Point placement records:
▶

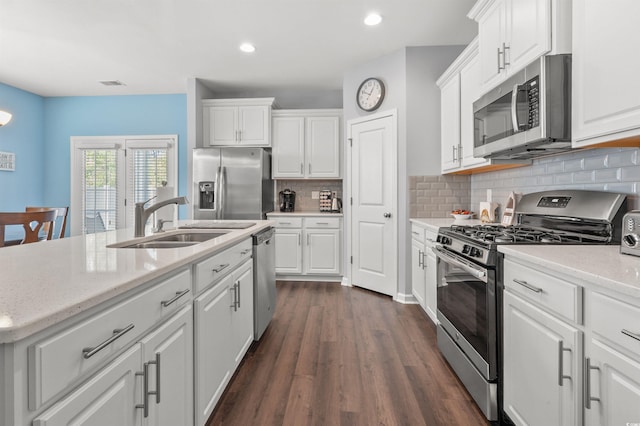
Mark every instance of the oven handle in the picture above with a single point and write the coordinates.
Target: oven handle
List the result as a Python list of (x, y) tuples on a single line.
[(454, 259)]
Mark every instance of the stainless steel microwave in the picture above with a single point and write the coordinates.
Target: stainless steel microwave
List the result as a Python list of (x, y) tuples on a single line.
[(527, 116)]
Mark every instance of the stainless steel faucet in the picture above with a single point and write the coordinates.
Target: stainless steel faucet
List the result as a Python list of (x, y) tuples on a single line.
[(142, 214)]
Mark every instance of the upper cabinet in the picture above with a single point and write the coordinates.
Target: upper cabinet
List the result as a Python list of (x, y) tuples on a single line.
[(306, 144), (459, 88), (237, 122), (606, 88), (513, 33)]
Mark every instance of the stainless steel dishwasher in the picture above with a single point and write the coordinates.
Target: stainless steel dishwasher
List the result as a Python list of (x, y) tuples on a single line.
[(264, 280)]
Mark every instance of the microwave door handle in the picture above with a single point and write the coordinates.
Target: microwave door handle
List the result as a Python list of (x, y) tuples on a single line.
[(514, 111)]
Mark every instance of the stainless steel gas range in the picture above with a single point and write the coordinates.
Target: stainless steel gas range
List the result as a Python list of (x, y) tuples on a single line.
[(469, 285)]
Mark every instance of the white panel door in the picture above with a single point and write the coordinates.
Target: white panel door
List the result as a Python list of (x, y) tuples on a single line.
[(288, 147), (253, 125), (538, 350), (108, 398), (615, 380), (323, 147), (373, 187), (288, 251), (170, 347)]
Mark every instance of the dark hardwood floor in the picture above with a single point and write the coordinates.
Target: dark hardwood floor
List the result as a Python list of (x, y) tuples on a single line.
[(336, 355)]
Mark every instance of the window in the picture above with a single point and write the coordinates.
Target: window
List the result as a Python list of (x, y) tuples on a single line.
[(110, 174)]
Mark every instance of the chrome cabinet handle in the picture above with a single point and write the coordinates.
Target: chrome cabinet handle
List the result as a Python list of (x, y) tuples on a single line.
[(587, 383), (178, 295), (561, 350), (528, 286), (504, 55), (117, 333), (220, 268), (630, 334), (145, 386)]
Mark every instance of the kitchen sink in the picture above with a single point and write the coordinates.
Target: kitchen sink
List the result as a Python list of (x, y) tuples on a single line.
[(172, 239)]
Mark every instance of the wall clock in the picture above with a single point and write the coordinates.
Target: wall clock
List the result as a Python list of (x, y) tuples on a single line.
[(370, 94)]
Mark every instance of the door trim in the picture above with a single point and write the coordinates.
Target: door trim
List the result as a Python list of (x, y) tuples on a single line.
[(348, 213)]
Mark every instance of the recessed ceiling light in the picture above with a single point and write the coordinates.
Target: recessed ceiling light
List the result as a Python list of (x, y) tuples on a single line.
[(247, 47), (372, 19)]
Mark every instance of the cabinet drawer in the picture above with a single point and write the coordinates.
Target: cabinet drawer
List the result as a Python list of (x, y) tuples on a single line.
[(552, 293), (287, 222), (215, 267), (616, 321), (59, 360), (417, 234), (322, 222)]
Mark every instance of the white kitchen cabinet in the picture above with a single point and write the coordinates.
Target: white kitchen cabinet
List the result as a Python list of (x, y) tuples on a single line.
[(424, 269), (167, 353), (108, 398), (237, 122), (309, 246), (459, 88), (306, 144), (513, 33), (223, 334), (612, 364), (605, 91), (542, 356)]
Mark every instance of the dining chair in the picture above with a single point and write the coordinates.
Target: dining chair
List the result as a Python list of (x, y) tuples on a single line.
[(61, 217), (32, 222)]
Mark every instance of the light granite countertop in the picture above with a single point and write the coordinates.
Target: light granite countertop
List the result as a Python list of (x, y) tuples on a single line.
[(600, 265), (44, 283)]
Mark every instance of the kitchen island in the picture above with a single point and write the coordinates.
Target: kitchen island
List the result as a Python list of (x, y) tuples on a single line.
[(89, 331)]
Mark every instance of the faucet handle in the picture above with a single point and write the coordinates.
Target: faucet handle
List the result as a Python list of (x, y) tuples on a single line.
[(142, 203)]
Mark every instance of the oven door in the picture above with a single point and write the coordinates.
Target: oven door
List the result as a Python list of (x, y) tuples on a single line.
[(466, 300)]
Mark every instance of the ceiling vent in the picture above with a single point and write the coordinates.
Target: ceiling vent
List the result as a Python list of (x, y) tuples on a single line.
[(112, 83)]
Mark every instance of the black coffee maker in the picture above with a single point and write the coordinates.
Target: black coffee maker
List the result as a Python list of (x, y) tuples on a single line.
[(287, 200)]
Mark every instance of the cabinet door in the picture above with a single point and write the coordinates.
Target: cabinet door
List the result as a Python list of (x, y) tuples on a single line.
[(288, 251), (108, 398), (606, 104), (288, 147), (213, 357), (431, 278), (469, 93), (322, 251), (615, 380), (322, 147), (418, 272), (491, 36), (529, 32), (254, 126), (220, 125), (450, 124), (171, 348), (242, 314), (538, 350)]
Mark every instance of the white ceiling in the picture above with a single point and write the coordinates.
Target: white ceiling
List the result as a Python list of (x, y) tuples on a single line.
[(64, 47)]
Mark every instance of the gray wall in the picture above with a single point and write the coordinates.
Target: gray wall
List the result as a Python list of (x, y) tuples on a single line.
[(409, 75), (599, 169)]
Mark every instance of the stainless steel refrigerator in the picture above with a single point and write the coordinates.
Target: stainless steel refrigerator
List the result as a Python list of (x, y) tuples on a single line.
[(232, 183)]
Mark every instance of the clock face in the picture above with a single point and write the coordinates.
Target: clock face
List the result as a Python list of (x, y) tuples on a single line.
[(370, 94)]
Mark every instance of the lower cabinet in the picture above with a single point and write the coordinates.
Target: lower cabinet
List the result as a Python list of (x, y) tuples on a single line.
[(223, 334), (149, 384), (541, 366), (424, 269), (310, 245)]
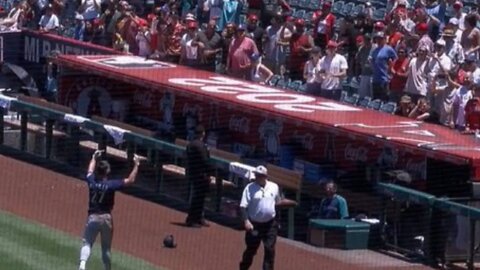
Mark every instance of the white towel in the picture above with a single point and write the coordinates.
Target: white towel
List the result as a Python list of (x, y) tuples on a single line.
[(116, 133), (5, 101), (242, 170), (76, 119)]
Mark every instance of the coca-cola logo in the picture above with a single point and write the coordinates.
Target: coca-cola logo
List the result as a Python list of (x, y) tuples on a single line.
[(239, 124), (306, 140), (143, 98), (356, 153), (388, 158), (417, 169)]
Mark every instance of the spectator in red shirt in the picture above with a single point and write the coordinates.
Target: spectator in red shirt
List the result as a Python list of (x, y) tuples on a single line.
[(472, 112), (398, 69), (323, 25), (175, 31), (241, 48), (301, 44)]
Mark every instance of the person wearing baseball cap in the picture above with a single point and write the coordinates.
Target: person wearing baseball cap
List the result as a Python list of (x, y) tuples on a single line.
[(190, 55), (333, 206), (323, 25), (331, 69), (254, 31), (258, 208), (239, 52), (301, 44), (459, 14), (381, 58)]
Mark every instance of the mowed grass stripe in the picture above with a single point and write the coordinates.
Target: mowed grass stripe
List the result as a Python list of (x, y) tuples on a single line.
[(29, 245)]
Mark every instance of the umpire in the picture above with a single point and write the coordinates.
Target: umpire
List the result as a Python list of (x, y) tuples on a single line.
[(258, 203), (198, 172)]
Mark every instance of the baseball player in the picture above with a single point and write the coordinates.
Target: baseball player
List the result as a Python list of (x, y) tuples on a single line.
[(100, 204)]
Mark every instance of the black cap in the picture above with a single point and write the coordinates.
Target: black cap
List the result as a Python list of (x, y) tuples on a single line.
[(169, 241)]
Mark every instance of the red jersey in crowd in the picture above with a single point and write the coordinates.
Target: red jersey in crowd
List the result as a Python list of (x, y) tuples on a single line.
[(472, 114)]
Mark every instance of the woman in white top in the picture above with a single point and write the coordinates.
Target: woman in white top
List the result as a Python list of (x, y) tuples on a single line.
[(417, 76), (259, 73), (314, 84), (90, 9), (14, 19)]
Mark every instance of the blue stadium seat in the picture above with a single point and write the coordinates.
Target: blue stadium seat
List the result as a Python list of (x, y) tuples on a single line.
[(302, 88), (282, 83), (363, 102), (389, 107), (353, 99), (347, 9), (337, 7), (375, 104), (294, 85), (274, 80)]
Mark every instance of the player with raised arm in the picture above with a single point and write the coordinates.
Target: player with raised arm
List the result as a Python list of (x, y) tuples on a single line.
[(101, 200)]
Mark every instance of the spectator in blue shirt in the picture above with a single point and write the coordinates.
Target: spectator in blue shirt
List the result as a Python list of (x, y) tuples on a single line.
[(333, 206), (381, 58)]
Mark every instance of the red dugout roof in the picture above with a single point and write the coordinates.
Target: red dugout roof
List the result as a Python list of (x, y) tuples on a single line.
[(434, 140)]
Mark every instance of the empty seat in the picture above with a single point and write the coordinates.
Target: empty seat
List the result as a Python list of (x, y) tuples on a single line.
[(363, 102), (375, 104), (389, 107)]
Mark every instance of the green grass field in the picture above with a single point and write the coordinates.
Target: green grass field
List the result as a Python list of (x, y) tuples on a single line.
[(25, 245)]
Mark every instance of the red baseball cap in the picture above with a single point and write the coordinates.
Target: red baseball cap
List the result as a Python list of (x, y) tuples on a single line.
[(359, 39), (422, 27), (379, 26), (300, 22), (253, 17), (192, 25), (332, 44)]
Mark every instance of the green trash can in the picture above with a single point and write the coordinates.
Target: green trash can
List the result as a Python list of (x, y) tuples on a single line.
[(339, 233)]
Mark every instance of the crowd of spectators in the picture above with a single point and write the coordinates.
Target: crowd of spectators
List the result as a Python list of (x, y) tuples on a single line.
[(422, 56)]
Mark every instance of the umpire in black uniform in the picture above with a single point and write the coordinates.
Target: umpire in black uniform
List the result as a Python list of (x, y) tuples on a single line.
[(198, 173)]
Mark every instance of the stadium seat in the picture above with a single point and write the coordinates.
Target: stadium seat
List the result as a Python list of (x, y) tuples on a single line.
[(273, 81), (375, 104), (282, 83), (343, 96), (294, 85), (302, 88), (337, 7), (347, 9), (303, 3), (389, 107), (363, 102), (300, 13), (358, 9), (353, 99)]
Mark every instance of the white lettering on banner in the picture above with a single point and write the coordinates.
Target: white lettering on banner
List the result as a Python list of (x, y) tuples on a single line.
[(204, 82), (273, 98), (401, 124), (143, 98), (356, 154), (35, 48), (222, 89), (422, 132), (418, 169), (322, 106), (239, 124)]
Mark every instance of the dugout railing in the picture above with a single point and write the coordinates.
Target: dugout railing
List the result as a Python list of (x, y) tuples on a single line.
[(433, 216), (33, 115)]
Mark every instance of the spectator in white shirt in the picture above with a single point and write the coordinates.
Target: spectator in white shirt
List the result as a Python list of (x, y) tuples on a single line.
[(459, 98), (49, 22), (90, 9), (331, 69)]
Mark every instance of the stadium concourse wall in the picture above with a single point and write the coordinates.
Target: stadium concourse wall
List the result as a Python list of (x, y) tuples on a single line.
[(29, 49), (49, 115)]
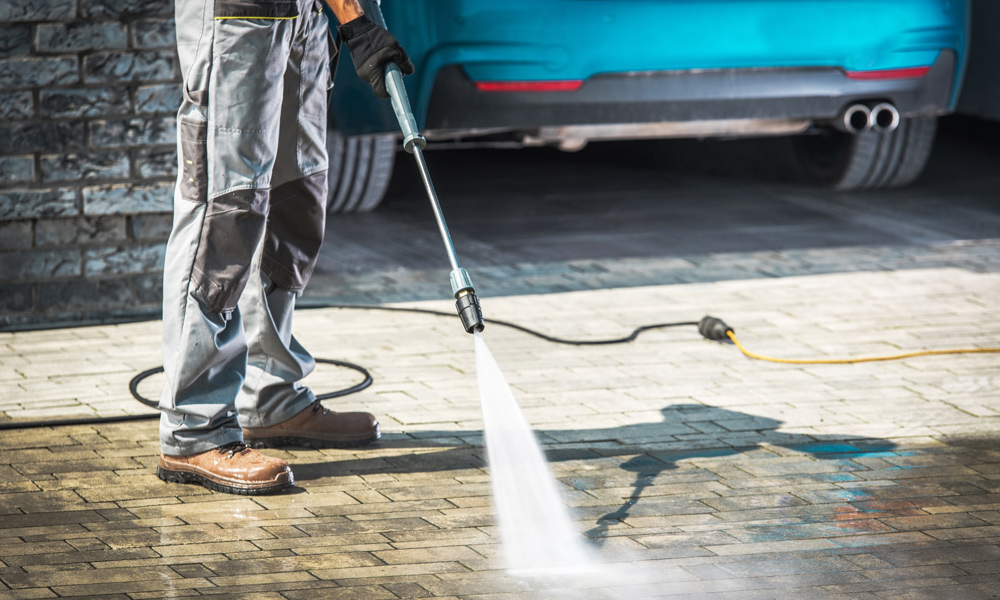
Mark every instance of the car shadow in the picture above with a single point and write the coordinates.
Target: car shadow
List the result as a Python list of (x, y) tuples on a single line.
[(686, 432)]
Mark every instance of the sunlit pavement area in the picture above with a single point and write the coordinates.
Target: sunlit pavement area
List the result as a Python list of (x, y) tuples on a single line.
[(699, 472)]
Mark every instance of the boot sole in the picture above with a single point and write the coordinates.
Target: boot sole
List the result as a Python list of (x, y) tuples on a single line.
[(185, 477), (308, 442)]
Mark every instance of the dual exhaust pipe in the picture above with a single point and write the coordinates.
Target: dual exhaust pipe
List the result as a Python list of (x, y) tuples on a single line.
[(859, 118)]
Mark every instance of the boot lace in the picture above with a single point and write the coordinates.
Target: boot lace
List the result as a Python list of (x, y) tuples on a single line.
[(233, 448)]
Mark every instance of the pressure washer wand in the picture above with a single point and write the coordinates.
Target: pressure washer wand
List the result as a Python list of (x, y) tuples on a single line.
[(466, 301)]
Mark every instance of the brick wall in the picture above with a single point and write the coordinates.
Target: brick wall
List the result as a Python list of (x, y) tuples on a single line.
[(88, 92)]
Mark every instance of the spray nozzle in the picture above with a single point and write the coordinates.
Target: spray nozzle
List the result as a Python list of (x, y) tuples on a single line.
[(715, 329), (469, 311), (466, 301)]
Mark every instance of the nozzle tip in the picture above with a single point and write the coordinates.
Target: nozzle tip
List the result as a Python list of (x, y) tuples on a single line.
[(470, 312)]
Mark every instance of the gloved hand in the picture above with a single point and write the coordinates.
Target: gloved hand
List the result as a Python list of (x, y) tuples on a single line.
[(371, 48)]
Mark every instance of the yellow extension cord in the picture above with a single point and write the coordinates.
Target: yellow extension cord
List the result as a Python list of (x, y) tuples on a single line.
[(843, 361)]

◀

◆ Problem to work on
Transcribe the entries above without alteration, beginning at the line that contains "Mark every instance of the car" and ending after the line that contains "[(686, 432)]".

◆ Completed task
Mark every instance of the car shadow in the picture above with a single point and write the coordinates.
Target: car shadow
List the result as a Python list of (x, y) tuples on a single line.
[(686, 432)]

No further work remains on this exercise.